*GIVEN EXERCISE*: Return every line of the data below that contains the string "integer". Case counts.
=-=-=-=-=
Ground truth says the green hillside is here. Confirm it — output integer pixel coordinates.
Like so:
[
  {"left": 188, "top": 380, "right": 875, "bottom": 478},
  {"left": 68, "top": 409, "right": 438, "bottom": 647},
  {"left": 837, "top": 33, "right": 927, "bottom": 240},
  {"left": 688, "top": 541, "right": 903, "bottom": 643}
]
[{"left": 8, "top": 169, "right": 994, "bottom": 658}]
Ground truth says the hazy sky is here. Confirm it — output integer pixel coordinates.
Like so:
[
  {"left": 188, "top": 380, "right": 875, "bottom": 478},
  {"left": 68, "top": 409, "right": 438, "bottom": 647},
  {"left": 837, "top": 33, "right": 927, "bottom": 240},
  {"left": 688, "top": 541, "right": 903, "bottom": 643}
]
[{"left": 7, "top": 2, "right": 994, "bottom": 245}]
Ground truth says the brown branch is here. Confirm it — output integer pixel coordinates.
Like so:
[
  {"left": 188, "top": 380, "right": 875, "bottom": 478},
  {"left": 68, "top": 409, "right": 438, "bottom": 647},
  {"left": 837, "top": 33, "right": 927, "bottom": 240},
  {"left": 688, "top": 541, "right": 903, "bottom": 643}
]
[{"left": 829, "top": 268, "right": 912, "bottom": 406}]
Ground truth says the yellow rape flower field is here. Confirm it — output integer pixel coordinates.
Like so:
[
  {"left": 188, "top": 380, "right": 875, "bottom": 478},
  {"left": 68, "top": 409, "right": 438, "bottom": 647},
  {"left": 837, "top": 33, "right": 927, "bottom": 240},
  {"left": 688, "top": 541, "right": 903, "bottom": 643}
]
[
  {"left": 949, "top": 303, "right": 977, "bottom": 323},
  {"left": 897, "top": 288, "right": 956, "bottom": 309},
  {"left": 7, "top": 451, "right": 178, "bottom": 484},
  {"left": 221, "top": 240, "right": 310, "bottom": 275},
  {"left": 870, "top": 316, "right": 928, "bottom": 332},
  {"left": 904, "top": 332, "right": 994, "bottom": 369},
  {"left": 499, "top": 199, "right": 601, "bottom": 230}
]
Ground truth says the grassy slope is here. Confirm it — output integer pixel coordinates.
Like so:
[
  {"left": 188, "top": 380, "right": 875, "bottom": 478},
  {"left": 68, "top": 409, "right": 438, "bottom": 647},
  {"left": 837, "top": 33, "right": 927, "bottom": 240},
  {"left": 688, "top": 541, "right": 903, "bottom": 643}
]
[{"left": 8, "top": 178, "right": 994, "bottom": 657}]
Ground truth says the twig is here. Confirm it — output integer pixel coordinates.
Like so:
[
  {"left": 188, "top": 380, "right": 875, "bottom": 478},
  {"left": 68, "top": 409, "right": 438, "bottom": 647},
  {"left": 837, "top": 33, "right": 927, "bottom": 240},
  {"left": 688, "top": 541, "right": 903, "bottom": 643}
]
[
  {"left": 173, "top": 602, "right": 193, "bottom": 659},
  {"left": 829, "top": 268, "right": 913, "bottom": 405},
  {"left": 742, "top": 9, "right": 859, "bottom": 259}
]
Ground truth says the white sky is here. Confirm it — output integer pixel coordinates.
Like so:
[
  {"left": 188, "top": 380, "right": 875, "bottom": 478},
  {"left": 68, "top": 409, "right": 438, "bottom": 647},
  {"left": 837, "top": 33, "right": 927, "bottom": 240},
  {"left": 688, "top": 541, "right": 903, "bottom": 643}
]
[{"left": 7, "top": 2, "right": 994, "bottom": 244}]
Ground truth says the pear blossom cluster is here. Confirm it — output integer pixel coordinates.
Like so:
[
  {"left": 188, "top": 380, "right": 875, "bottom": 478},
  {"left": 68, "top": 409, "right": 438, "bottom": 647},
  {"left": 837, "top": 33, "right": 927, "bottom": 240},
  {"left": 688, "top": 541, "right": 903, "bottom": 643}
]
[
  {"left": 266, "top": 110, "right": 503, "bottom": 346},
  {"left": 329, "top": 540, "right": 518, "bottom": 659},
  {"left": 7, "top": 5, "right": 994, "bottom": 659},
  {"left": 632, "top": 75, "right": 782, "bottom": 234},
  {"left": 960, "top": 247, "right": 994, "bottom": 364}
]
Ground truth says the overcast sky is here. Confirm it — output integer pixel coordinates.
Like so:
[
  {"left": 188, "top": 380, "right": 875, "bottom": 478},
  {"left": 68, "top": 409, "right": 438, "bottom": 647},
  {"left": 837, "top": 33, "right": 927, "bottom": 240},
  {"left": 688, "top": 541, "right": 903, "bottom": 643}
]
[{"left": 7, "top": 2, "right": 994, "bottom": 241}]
=-=-=-=-=
*CORRECT OUTPUT*:
Ground truth says the green hillside is here. Confirm it — output integer pixel coordinates.
Ground truth says the hazy sky is here. Confirm it — output integer pixel coordinates.
Ground truth says the brown branch is here. Confirm it — output integer pixel coordinates.
Ground truth says the yellow rape flower field is here. Confirm it — output integer pixel coordinates.
Ground truth says the grassy slope is here. Confirm it — output integer pixel coordinates.
Ground truth says the twig is here. Confirm it — output integer pixel coordinates.
Ground truth says the white sky is here. Confirm it — output integer pixel coordinates.
Ground truth says the pear blossom cluster is here. Confirm it — output integer pixel coordinates.
Ground truth says the overcast sky is here. Confirm it — output integer pixel coordinates.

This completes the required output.